>> START

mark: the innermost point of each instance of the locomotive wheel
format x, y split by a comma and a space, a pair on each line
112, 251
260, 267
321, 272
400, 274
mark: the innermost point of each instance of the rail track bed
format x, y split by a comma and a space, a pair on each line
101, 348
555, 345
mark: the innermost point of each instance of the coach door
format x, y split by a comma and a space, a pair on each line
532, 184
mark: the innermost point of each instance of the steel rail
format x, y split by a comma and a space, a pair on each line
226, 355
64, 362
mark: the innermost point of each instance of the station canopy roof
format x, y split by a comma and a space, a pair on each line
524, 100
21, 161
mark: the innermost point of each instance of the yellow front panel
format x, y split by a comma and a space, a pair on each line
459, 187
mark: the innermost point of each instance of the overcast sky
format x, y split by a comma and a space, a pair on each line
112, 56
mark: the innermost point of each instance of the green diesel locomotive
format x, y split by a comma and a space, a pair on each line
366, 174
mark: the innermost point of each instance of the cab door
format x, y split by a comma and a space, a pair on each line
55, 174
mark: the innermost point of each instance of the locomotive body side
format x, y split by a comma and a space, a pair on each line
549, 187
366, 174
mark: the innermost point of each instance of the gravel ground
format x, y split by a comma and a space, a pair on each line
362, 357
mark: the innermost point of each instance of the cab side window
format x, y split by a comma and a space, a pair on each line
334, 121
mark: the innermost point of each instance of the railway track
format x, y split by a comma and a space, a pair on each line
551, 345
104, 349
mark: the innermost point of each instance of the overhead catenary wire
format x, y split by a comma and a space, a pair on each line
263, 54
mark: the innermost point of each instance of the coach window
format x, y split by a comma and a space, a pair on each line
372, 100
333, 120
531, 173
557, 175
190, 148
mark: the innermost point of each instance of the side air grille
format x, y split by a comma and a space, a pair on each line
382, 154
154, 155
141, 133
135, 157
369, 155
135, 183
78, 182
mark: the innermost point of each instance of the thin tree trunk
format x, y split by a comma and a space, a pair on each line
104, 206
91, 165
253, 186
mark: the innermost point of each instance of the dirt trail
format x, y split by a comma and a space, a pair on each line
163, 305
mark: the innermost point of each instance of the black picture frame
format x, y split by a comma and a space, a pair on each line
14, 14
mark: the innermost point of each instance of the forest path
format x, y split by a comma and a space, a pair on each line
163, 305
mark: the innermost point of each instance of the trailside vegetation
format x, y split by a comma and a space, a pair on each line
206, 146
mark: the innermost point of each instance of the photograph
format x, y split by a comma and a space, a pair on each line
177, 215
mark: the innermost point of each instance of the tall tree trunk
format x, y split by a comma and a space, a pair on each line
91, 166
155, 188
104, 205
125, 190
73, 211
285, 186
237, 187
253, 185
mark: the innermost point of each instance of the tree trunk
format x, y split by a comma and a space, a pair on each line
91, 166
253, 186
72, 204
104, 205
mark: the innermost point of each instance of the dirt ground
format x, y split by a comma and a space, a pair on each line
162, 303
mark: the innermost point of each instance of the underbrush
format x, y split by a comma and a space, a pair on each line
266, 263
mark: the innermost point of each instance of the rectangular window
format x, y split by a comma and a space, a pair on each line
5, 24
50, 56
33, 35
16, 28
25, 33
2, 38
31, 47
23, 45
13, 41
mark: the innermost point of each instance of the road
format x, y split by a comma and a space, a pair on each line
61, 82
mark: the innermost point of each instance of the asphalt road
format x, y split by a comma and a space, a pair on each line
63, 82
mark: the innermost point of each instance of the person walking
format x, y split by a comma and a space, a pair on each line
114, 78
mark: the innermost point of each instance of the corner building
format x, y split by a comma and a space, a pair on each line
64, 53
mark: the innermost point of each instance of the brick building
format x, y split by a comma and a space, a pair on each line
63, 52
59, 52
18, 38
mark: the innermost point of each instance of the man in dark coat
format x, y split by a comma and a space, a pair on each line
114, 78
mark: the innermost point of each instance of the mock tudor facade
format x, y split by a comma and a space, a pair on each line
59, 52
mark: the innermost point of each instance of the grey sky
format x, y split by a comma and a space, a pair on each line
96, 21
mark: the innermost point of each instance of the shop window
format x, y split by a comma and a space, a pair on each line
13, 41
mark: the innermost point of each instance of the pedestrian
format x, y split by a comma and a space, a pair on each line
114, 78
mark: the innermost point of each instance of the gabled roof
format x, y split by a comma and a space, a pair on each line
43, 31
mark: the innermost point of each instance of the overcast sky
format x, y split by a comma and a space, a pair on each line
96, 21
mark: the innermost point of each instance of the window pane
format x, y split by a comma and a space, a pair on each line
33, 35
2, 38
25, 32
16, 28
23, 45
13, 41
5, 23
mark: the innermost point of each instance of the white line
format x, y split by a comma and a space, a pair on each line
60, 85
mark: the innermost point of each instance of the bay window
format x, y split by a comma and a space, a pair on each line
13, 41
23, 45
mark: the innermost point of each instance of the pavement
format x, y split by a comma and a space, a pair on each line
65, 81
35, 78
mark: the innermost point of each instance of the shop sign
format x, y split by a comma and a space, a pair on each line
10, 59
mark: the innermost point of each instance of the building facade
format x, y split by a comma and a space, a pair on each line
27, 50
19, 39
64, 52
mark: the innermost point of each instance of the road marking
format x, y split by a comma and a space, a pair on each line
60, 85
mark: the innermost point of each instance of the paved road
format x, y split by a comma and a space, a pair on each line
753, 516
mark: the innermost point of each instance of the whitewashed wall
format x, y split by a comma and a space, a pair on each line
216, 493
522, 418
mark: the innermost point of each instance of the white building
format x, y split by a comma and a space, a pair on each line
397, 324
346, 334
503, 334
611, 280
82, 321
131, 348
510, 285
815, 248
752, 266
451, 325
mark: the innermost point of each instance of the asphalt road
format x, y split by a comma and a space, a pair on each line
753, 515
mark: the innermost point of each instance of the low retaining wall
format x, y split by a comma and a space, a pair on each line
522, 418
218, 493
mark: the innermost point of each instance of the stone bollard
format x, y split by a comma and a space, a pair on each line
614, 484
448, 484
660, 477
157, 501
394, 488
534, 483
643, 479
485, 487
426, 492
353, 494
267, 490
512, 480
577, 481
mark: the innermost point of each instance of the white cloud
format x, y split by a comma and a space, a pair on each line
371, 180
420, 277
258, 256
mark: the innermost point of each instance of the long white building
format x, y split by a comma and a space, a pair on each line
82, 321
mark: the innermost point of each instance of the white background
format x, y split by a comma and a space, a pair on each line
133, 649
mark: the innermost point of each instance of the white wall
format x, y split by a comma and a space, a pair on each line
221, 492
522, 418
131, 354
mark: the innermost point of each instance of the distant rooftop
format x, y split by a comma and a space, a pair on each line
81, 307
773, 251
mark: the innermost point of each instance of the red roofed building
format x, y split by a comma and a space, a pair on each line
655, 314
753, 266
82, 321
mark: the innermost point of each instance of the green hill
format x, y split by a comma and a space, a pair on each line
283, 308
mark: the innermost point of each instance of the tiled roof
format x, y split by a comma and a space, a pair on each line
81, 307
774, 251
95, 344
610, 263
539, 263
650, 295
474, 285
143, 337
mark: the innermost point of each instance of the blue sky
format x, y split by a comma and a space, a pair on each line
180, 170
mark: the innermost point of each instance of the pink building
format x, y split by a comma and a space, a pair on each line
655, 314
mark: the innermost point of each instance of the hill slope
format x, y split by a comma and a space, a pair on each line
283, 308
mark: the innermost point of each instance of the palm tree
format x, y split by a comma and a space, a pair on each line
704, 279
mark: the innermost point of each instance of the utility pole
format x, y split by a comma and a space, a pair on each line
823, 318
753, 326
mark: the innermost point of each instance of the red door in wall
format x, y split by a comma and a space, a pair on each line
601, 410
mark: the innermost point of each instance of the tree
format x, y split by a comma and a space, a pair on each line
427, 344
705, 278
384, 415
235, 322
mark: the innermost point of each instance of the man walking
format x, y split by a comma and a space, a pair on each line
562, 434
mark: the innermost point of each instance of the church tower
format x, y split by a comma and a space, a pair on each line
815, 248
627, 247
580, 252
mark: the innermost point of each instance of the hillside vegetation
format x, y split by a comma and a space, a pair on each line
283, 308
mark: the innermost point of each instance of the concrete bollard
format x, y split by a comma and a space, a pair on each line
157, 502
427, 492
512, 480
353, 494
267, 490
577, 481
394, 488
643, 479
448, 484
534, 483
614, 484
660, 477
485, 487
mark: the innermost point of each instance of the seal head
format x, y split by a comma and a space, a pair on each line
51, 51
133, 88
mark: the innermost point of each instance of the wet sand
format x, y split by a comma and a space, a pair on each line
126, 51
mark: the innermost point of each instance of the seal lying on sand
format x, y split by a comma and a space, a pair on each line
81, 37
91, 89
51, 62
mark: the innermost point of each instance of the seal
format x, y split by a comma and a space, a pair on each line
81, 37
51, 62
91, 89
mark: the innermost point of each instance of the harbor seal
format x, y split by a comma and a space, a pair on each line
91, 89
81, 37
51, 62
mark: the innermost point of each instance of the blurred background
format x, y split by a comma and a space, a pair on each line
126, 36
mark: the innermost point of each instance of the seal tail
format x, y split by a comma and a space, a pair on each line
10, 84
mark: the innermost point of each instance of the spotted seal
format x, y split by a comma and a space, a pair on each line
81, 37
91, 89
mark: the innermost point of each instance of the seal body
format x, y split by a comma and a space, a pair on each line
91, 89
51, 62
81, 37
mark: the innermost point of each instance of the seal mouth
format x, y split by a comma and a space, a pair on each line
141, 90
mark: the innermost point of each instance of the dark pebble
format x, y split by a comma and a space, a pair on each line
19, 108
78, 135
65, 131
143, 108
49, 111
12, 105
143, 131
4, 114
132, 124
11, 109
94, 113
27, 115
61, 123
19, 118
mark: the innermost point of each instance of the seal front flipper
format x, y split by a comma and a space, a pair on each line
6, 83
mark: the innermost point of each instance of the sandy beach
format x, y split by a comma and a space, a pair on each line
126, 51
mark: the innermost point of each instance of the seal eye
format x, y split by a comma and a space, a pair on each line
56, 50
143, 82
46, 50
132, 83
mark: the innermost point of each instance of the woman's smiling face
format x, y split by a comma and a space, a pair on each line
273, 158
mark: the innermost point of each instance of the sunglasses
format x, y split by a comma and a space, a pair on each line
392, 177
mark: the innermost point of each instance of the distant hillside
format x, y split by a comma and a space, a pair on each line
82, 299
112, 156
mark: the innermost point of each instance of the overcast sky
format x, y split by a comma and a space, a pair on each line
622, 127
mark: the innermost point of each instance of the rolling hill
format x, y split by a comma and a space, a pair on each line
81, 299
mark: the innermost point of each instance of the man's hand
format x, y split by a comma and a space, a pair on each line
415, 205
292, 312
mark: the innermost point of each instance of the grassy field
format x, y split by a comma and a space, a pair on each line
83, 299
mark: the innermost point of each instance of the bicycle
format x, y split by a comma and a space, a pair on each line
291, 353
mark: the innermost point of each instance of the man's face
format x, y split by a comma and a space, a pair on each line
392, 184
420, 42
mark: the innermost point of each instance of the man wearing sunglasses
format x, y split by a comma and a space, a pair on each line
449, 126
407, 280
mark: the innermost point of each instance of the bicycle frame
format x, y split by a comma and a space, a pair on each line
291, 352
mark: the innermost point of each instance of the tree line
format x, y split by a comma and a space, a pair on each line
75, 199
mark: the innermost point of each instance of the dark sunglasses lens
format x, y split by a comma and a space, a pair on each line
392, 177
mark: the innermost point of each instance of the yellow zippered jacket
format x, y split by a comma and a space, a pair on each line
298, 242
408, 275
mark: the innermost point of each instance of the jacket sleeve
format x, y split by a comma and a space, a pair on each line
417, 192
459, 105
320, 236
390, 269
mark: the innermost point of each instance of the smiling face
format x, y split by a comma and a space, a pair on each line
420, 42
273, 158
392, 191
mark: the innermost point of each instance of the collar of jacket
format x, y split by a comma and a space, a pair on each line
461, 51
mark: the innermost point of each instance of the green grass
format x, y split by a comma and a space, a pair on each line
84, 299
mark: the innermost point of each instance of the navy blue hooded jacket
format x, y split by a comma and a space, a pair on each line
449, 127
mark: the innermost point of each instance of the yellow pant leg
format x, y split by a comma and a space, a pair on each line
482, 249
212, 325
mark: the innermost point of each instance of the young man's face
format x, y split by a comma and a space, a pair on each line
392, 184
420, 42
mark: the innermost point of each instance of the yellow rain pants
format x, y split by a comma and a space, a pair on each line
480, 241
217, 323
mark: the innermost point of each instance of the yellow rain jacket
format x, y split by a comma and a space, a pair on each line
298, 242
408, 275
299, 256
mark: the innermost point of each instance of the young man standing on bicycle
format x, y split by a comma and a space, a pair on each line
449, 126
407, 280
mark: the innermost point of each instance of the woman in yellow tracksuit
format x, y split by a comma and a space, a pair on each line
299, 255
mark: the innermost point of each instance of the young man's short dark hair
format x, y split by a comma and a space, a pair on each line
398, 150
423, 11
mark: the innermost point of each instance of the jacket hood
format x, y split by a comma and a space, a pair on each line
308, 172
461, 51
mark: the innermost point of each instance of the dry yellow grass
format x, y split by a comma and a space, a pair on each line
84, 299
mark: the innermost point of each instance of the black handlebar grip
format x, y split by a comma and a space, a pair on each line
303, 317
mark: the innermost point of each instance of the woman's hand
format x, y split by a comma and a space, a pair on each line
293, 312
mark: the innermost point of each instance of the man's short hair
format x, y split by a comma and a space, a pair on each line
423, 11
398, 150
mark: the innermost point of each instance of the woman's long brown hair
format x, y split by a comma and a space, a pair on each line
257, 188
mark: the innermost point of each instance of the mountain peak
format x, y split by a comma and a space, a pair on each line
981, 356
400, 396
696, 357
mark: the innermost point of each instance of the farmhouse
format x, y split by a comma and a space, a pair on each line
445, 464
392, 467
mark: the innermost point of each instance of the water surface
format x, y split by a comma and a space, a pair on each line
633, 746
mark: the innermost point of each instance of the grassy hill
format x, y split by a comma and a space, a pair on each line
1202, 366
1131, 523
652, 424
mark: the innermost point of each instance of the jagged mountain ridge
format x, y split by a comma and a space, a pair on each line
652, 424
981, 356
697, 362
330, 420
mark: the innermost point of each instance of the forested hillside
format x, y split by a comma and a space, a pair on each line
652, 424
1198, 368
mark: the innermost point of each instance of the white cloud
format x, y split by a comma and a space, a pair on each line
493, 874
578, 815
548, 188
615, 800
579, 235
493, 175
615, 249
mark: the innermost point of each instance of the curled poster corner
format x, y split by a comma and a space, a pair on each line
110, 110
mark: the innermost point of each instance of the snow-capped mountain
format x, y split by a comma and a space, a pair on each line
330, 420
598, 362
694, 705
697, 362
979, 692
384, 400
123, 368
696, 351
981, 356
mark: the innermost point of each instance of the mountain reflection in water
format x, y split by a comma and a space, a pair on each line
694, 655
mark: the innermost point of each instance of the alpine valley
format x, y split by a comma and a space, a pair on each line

>> END

Work to complete:
Everything from the line with "mark: the innermost point of each instance of the woman's long" through the last line of the material above should be echoed exactly, and nothing else.

Answer:
mark: the innermost point of each instance of the woman's long brown hair
format x, y split by a comma and a space, a pair on each line
257, 188
mark: the innermost point of each instance of the mountain peak
format x, y split by a comma and a space, a pair on each line
981, 356
400, 396
696, 357
mark: the innermost point of each instance of the farmhouse
format x, y split by a comma and a space, a pair on each line
445, 464
392, 467
mark: the innermost point of each instance of the water surface
format x, y split by a comma and a space, a pair on each line
633, 746
mark: the innermost point of each instance of the grassy hill
format x, y split by a comma and a space, a pair on each line
1202, 366
1131, 523
652, 424
mark: the innermost point of each instance of the jagged mountain ridge
format x, y split by a comma and a space, a pair on each line
652, 424
981, 356
697, 362
330, 420
mark: the innermost point of each instance of the forested hillside
format x, y split by a comma and a space, a pair on each line
652, 424
1198, 368
mark: the innermost point of each instance of the white cloud
format x, y split by a comma and a space, a pair on each line
493, 874
578, 815
548, 188
615, 800
579, 235
493, 175
615, 249
mark: the innermost point of each instance of the curled poster corner
format x, y split by a comma and a space, a pair on each line
110, 110
mark: the innermost point of each instance of the snow-capped mountain
format x, y split by a comma and a space, a pair on each line
330, 420
598, 362
694, 705
697, 362
979, 692
384, 400
123, 368
696, 351
981, 356
mark: the innermost point of each instance of the mountain reflection in water
format x, y split by a comma and a space, a pair on each line
694, 655
mark: the innermost point of each instance of the alpine valley
format x, y split by a comma and a space, a pair on each line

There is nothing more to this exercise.